| Information given |
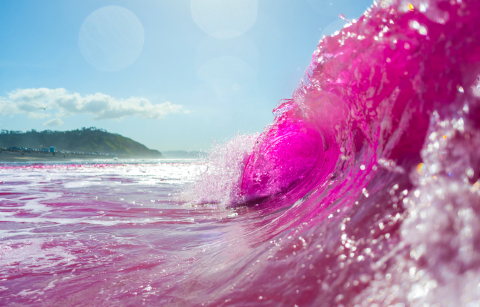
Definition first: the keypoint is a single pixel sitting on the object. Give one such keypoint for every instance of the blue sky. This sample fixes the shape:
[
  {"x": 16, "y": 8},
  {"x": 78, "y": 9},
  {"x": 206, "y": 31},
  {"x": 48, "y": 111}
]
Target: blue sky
[{"x": 171, "y": 74}]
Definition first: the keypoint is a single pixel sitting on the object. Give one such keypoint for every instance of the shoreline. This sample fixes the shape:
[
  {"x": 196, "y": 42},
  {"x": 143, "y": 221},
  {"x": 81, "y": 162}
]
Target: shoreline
[{"x": 14, "y": 156}]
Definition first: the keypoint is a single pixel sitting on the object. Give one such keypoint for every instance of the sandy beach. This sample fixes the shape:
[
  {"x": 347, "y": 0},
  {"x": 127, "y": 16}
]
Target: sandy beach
[{"x": 38, "y": 156}]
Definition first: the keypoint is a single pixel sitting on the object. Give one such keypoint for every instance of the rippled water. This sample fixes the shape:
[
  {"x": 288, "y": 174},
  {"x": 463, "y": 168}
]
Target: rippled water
[{"x": 364, "y": 191}]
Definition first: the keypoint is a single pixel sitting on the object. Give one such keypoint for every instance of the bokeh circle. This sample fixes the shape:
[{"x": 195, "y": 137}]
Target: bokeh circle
[{"x": 111, "y": 38}]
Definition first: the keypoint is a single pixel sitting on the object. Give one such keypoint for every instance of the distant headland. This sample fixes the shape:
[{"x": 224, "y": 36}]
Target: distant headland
[{"x": 85, "y": 143}]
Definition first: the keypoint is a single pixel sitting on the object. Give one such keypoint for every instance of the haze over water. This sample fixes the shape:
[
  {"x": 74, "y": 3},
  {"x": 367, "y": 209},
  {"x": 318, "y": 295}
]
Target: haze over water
[{"x": 363, "y": 191}]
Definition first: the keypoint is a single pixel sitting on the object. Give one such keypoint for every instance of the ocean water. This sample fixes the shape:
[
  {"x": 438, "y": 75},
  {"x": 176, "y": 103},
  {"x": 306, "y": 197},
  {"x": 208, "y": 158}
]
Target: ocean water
[{"x": 364, "y": 191}]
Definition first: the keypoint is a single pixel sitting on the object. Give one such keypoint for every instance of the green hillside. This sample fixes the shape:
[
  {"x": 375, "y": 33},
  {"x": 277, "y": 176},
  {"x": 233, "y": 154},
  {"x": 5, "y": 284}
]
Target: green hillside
[{"x": 80, "y": 140}]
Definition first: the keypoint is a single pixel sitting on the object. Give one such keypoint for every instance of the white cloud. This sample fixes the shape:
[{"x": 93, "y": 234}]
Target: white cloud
[
  {"x": 53, "y": 122},
  {"x": 36, "y": 102}
]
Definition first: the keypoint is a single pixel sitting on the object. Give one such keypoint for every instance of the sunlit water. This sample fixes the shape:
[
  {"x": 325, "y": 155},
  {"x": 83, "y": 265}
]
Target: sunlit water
[{"x": 364, "y": 191}]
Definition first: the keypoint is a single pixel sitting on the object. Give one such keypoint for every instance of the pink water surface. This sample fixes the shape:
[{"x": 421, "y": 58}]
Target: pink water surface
[{"x": 364, "y": 191}]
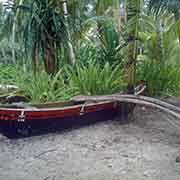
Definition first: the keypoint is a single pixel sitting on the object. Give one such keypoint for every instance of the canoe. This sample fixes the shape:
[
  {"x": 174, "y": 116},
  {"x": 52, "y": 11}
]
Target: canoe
[{"x": 22, "y": 118}]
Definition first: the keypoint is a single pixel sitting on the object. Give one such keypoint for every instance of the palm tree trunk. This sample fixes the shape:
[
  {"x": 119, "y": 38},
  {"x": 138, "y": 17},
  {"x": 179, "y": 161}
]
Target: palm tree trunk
[
  {"x": 177, "y": 19},
  {"x": 133, "y": 10},
  {"x": 14, "y": 31},
  {"x": 70, "y": 46},
  {"x": 50, "y": 58}
]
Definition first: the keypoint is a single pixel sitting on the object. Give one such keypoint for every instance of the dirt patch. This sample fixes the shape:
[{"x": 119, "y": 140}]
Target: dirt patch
[{"x": 145, "y": 148}]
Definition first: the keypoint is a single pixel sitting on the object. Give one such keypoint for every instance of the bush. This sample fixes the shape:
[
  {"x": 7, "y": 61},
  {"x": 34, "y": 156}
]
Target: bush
[
  {"x": 94, "y": 79},
  {"x": 161, "y": 78}
]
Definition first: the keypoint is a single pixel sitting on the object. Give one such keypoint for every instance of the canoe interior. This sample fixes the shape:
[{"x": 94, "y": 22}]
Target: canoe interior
[{"x": 41, "y": 106}]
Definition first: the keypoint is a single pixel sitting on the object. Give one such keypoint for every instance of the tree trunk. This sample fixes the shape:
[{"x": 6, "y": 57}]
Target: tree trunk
[
  {"x": 14, "y": 31},
  {"x": 50, "y": 58},
  {"x": 177, "y": 19},
  {"x": 70, "y": 46},
  {"x": 133, "y": 10}
]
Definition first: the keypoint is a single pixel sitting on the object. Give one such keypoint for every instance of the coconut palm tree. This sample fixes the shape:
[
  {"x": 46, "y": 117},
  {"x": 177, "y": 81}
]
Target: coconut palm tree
[
  {"x": 133, "y": 9},
  {"x": 45, "y": 32},
  {"x": 170, "y": 5}
]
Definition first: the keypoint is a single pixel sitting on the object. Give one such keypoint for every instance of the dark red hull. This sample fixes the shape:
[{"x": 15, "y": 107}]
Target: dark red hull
[{"x": 15, "y": 118}]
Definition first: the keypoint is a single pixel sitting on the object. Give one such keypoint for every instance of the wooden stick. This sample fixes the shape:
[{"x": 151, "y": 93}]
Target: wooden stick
[{"x": 166, "y": 107}]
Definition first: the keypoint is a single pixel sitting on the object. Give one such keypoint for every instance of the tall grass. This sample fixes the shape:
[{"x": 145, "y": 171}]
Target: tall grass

| Given exercise |
Leave out the pictures and copy everything else in the records word for word.

| Written solution |
Definition first: the keypoint is a single pixel sitting on the object. Give one such keypoint for every instance of the blue sky. This sample fixes the shape:
[
  {"x": 16, "y": 8},
  {"x": 78, "y": 9},
  {"x": 206, "y": 31},
  {"x": 48, "y": 111}
]
Target: blue sky
[{"x": 171, "y": 74}]
Definition first: the keypoint is a single pixel sitting on the object. Give one such keypoint for every instance of the shoreline. This sample fixes the shape:
[
  {"x": 196, "y": 42},
  {"x": 143, "y": 221},
  {"x": 81, "y": 162}
]
Target: shoreline
[{"x": 14, "y": 156}]
Definition first: the keypoint is a single pixel sitting on the object. Give one such keypoint for every instance of the sandy beach. This sample fixes the shape:
[
  {"x": 347, "y": 0},
  {"x": 127, "y": 16}
]
Target: sandy beach
[{"x": 38, "y": 156}]
Definition first: the keypoint is a single pixel sitting on the object. Give one such keypoint for every instance of the rippled water. This sample fixes the shape:
[
  {"x": 288, "y": 174},
  {"x": 463, "y": 168}
]
Target: rippled water
[{"x": 364, "y": 191}]
Definition first: the keypoint is a single pixel sitting on the object. Give one such keypoint for every instance of the bokeh circle. This sample fixes the shape:
[{"x": 195, "y": 137}]
Target: bokeh circle
[{"x": 111, "y": 38}]
Definition first: the keypoint is a single pixel sitting on the object. Give one such keypoint for every instance of the distant headland. This sample fixes the shape:
[{"x": 224, "y": 36}]
Target: distant headland
[{"x": 85, "y": 143}]
Definition first: the keypoint is a single pixel sitting on the object. Give one such keypoint for every instance of the haze over water. This sample fixes the shape:
[
  {"x": 74, "y": 3},
  {"x": 367, "y": 209},
  {"x": 318, "y": 295}
]
Target: haze over water
[{"x": 363, "y": 191}]
Definition first: the keypoint is a single pixel sitting on the object. Give one such keypoint for every instance of the ocean water. This sample fixes the shape:
[
  {"x": 438, "y": 75},
  {"x": 176, "y": 103},
  {"x": 306, "y": 197},
  {"x": 208, "y": 158}
]
Target: ocean water
[{"x": 364, "y": 191}]
Definition first: the keypoint is a single pixel sitting on the object. Give one such keypoint for every instance of the green hillside. This sample fixes the shape:
[
  {"x": 375, "y": 33},
  {"x": 277, "y": 176},
  {"x": 233, "y": 154},
  {"x": 5, "y": 284}
]
Target: green hillside
[{"x": 80, "y": 140}]
Definition first: the keypoint is a single pixel sitting on the object. Give one such keypoint for every instance of the white cloud. This sample fixes the shape:
[{"x": 93, "y": 234}]
Target: white cloud
[
  {"x": 53, "y": 122},
  {"x": 36, "y": 102}
]
Definition first: the keypoint is a single pixel sitting on the object. Give one such keypoint for every instance of the sunlit water. This sample fixes the shape:
[
  {"x": 325, "y": 155},
  {"x": 83, "y": 265}
]
Target: sunlit water
[{"x": 364, "y": 191}]
Definition first: the keypoint is a single pixel sitting on the object. Give one such keypoint for every instance of the pink water surface. This sample fixes the shape:
[{"x": 421, "y": 58}]
Target: pink water surface
[{"x": 364, "y": 191}]
Definition first: the keypoint is a single pixel sitting on the object. Give one such keypoint for every instance of the canoe. This sample fixes the shape:
[
  {"x": 174, "y": 116},
  {"x": 52, "y": 11}
]
Target: canoe
[{"x": 22, "y": 118}]
Definition first: the keypoint is a single pixel sitting on the object. Give one such keypoint for every instance of the palm tree trunk. This sample fixes the shape:
[
  {"x": 119, "y": 38},
  {"x": 138, "y": 17},
  {"x": 179, "y": 161}
]
Target: palm tree trunk
[
  {"x": 177, "y": 19},
  {"x": 133, "y": 10},
  {"x": 14, "y": 31},
  {"x": 70, "y": 46},
  {"x": 50, "y": 58}
]
Definition first: the keypoint is a single pixel sitting on the object. Give one such keypoint for every instance of the dirt patch. This sample fixes the shape:
[{"x": 119, "y": 140}]
Target: dirt patch
[{"x": 145, "y": 148}]
Definition first: the keypoint is a single pixel sitting on the object. Give one such keypoint for every instance of the bush. This sample fixes the shape:
[
  {"x": 7, "y": 61},
  {"x": 34, "y": 156}
]
Target: bush
[
  {"x": 94, "y": 79},
  {"x": 161, "y": 78}
]
Definition first: the keypoint is a single pixel sitting on the object. Give one such keypoint for every instance of the canoe interior. This sample fixes the shape:
[{"x": 94, "y": 22}]
Target: canoe interior
[{"x": 41, "y": 106}]
Definition first: the keypoint is a single pixel sitting on the object. Give one such keypoint for every instance of the tree trunk. This sample fixes the shape:
[{"x": 6, "y": 57}]
Target: tree trunk
[
  {"x": 14, "y": 31},
  {"x": 50, "y": 58},
  {"x": 177, "y": 19},
  {"x": 70, "y": 46},
  {"x": 133, "y": 10}
]
Definition first: the keypoint is a single pixel sitting on the object. Give one such keypoint for every instance of the coconut palm tree. This sample fixes the shape:
[
  {"x": 46, "y": 117},
  {"x": 177, "y": 81}
]
Target: coconut palm tree
[
  {"x": 133, "y": 9},
  {"x": 45, "y": 32},
  {"x": 170, "y": 5}
]
Definition first: the keypoint is a single pixel sitting on the object. Give one such keypoint for every instance of the dark red hull. This sample fixes the shape:
[{"x": 15, "y": 107}]
Target: dark red hull
[{"x": 15, "y": 118}]
Definition first: the keypoint is a single pixel sitting on the object. Give one such keypoint for every instance of the wooden stick. This sample fixes the shape:
[{"x": 151, "y": 93}]
Target: wooden stick
[{"x": 166, "y": 107}]
Definition first: the keypoint is a single pixel sitting on the object. Give one such keypoint for every instance of the tall grass. This sample fixes the shape:
[{"x": 145, "y": 171}]
Target: tall grass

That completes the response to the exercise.